* Challenge *
From the optical recording medium passage below, return the portion starting at "BACKGROUND OF THE" and ending at "information recording medium.", copied word for word.

* Text section *
15. An optical recording and reproducing apparatus comprising:
irradiating a laser beam from a light source to an optical
recording medium; and performing at least any one of recording and
reproducing information in the optical recording medium, wherein
the optical recording medium comprises: a substrate and, on the
substrate at least a first recording composite layer, an
intermediate layer, a second recording composite layer and a cover
substrate in this order, wherein the groove depth of the cover
substrate is such that the magnitude of a push-pull signal of the
first recording composite layer is equal or greater with respect to
a push-pull signal of the second recording composite layer.
Description
CROSS-REFERENCE TO RELATED APPLICATIONS
[0001] This is a continuation of Application PCT/JP20041017716,
filed on Nov. 29, 2004.
BACKGROUND OF THE INVENTION
[0002] 1. Field of the Invention
[0003] The present invention relates to a single-sided dual-layer
optical recording medium for high-density recording having two
recording layers such as re-writable DVD's as well as a recording
and reproducing method and an optical recording and reproducing
apparatus of the optical recording medium, wherein the single-sided
dual-layer optical recording medium is hereinafter also referred to
as a phase-change optical information recording medium,
phase-change optical recording medium, optical information
recording medium or information recording medium.
[0004] 2. Description of the Related Art
[0005] In general, CD's and DVD's record binary signals and detect
tracking signals by using the reflectivity changes caused by the
light interference from the bottom of a concave pit and a mirror
surface. Recently, phase-change re-writable compact discs
(CD-Rewritable or CD-RW) are on the verge of being extensively
used, and various phase-change re-writable DVD's have been
proposed. Also, ISOM Technical Digest, '00 (2000), p. 210 proposes
a system high-density DVR with a capacity of 20 GB or greater by
shortening the recording and reproducing wavelength to 350 nm to
420 nm as well as increasing the numerical aperture while the
capacity of a DVD is 4.7 GB.

* Supplied data *
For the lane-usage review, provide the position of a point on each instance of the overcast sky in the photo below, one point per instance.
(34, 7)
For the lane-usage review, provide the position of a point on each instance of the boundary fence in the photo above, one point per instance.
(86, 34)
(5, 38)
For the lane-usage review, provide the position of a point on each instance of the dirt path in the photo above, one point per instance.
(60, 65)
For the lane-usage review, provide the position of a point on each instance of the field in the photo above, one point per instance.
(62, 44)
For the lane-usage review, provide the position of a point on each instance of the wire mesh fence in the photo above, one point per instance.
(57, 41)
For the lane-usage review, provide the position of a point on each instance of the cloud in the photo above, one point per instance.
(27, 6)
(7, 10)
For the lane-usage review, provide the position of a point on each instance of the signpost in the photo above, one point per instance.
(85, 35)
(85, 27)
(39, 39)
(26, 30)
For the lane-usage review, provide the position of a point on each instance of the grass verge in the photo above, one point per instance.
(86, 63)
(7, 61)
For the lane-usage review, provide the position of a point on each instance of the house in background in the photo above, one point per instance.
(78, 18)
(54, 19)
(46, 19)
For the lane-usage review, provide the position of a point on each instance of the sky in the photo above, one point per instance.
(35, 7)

* Finished exercise *
BACKGROUND OF THE INVENTION
[0002] 1. Field of the Invention
[0003] The present invention relates to a single-sided dual-layer
optical recording medium for high-density recording having two
recording layers such as re-writable DVD's as well as a recording
and reproducing method and an optical recording and reproducing
apparatus of the optical recording medium, wherein the single-sided
dual-layer optical recording medium is hereinafter also referred to
as a phase-change optical information recording medium,
phase-change optical recording medium, optical information
recording medium or information recording medium.